**To be done**
Copy the lines below word for word.

◇ ◇ ◇ ◇

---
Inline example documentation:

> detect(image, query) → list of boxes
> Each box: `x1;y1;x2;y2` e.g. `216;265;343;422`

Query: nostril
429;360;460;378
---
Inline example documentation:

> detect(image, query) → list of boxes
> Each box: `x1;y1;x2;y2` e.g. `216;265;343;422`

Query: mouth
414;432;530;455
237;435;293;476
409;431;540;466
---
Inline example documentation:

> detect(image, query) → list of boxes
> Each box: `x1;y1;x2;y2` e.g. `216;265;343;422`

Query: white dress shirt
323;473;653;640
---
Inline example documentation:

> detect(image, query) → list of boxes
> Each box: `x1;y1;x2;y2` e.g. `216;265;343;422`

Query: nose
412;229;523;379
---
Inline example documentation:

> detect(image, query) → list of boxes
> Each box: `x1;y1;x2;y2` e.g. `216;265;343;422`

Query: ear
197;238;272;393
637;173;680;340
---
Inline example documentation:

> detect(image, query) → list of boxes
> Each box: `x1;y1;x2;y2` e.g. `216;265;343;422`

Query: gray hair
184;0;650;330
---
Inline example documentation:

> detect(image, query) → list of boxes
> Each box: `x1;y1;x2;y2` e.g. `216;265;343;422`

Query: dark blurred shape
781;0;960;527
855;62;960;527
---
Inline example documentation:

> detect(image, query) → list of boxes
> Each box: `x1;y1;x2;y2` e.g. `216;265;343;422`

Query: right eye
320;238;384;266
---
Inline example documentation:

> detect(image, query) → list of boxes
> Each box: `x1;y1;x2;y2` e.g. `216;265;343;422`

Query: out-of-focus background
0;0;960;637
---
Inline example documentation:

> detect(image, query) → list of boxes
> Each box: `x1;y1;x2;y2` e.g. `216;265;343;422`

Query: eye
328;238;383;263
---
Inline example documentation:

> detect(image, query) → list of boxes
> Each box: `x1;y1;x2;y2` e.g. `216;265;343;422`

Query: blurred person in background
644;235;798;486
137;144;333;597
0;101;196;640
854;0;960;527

◇ ◇ ◇ ◇

**Written reply**
---
Inline example documentation:

> detect(image, query) → list of boxes
> Each box: `x1;y1;x2;y2` e.g. `216;265;343;422`

Query: nostril
429;360;460;378
---
Inline example documentation:

> detect(image, query) → list of boxes
> Each box: `x1;y1;x2;y2` e.g. `216;265;343;422`

Query: mouth
414;432;530;455
237;435;293;476
409;431;540;466
---
Inline example documentation:

> detect(image, query) → list of boxes
> Each box: `x1;y1;x2;y2` e.g. `216;265;343;422`

Query: white dress shirt
323;473;653;640
---
Inline example documentation:

> detect(image, query) → list of boxes
> Each box: `x1;y1;x2;y2` e.g. `216;265;343;422`

Query: nose
412;229;523;379
---
Inline example documentation:

> detect(image, query) → list of boxes
> Each box: `x1;y1;x2;y2` e.g. `216;265;343;422`

Query: ear
197;238;272;393
637;173;680;340
---
Inline example documentation:

> detect(image, query) → list of boxes
> Each box: `x1;y1;x2;y2` e.g. `216;265;343;422`

Query: gray hair
184;0;650;330
---
Inline example documentation:

> detect(image, query) → list of boxes
> Each box: `x1;y1;x2;y2` e.g. `216;265;343;422`

Query: dark blurred shape
781;0;960;527
855;62;960;527
---
Inline example documentation:

> detect(image, query) → list of boxes
> Each box: `x1;y1;x2;y2` e.g. `216;265;343;422`

Query: right eye
320;238;384;266
---
Inline example documentation:

> detect(image, query) → list of boxes
> Each box: `x1;y1;x2;y2` e.g. `216;265;343;422`

Query: out-of-focus background
0;0;960;637
---
Inline example documentation:

> detect(image, query) → list of boxes
> Each box: `x1;y1;x2;y2` e.g. `216;265;343;422`

Query: eye
328;238;383;263
---
Inline example documentation:

> detect(image, query) → list of boxes
> Each box: `x1;y1;x2;y2` e.g. `216;265;343;422`

Query: blurred person in background
644;235;798;486
137;144;333;597
0;101;196;640
854;0;960;527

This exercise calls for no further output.